## EXERCISE TASK
Pick out each line in the listing below that contains the string "shallow", and copy those lines unchanged.

## GIVEN INFORMATION
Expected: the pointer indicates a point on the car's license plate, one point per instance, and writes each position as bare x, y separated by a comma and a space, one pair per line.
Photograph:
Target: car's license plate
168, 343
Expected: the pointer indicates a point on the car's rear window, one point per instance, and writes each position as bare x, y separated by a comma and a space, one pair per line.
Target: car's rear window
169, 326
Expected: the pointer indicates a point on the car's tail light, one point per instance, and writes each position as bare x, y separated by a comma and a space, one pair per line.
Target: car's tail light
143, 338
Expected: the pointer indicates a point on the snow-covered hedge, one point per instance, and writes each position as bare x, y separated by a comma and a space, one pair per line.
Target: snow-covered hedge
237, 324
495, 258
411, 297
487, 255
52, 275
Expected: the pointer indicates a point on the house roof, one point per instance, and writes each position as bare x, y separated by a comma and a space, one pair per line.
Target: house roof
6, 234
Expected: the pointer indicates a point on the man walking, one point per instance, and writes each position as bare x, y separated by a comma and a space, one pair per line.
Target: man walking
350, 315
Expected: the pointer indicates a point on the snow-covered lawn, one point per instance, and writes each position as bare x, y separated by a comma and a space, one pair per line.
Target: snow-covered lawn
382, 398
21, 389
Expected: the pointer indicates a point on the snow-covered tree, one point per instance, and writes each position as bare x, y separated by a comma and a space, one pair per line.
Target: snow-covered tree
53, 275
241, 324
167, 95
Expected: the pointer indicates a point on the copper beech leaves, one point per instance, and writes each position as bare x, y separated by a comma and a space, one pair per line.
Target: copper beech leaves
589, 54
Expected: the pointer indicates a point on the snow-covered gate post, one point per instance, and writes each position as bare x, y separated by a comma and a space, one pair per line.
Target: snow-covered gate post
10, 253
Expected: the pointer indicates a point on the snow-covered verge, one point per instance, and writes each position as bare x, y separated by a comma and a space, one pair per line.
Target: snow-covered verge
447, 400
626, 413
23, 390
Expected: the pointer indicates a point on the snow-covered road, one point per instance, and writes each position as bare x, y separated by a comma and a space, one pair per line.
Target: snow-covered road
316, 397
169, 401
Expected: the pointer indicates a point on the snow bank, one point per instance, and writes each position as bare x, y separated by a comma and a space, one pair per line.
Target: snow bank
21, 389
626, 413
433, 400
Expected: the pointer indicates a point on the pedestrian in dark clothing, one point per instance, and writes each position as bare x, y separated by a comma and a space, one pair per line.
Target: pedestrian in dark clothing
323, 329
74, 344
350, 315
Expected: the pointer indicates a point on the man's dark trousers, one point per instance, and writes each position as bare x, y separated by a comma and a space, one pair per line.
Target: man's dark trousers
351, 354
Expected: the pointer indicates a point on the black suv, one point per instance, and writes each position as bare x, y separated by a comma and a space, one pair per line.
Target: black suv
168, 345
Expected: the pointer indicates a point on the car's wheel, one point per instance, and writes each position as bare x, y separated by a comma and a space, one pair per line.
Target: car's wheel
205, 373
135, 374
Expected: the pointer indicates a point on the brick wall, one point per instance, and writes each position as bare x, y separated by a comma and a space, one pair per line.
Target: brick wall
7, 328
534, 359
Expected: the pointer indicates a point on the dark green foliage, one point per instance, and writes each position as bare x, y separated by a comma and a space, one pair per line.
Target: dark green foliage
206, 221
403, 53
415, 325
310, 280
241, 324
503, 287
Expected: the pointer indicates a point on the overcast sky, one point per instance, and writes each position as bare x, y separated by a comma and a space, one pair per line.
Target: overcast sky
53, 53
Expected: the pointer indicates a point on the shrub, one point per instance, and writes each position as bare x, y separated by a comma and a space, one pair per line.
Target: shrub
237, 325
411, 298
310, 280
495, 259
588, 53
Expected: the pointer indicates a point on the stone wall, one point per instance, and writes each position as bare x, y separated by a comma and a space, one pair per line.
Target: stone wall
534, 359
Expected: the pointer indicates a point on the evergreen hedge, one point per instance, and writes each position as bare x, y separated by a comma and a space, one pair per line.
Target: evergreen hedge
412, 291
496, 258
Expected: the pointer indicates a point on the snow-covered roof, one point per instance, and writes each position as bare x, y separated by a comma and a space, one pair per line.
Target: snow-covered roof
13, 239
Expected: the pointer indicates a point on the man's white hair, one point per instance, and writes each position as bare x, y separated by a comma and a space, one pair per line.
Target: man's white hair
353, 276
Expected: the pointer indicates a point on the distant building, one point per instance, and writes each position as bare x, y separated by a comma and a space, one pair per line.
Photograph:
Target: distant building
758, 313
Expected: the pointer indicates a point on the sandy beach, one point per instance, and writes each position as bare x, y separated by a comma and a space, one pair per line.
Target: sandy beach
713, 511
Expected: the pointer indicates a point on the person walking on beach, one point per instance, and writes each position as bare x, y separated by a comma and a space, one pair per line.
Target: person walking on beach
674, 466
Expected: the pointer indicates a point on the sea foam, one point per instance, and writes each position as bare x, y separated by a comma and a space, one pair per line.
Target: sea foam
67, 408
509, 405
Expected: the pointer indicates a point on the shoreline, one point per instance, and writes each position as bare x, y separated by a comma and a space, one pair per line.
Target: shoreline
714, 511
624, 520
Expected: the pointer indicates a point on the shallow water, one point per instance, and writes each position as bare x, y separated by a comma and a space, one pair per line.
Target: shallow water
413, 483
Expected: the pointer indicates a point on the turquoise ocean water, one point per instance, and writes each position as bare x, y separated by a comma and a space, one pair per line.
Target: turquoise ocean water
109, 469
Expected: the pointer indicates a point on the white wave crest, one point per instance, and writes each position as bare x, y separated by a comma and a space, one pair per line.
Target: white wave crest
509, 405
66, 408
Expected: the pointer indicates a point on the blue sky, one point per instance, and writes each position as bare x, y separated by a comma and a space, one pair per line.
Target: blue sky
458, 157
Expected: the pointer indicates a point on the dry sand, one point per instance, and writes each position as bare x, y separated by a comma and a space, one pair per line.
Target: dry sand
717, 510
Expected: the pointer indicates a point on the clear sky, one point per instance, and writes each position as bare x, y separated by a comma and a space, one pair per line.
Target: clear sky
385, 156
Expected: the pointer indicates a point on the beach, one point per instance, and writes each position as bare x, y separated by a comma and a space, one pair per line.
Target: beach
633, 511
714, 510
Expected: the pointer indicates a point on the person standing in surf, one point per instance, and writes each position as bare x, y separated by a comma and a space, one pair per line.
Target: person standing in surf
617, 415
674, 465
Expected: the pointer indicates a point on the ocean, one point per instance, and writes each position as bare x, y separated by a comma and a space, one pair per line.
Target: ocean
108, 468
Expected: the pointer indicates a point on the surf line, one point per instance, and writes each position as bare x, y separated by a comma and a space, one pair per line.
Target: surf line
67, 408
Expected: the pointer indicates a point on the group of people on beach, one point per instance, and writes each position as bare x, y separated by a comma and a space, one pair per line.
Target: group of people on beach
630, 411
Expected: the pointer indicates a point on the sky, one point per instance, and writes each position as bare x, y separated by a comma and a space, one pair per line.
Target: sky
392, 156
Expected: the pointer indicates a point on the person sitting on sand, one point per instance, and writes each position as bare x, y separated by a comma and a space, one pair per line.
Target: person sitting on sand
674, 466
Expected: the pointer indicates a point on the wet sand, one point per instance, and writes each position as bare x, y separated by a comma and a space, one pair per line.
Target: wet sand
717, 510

--

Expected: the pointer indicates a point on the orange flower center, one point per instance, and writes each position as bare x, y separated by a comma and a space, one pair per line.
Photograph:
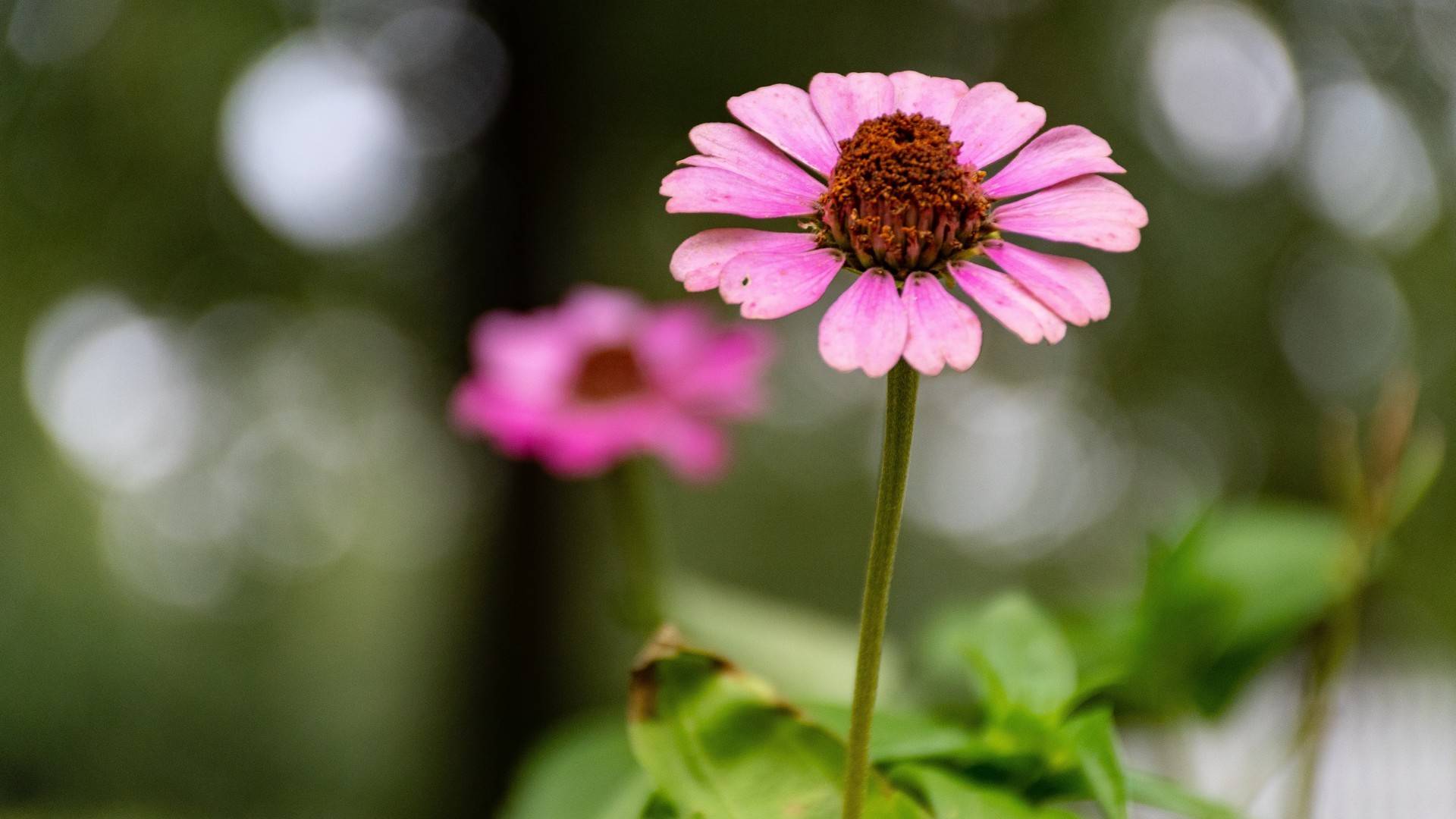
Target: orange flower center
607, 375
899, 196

## TASK RESPONSE
Expected: the pointer indicates a point on the shallow water, one point per instance, and writes each position as bare x, y separated by a comma and a space, one pair per line.
Target: shallow water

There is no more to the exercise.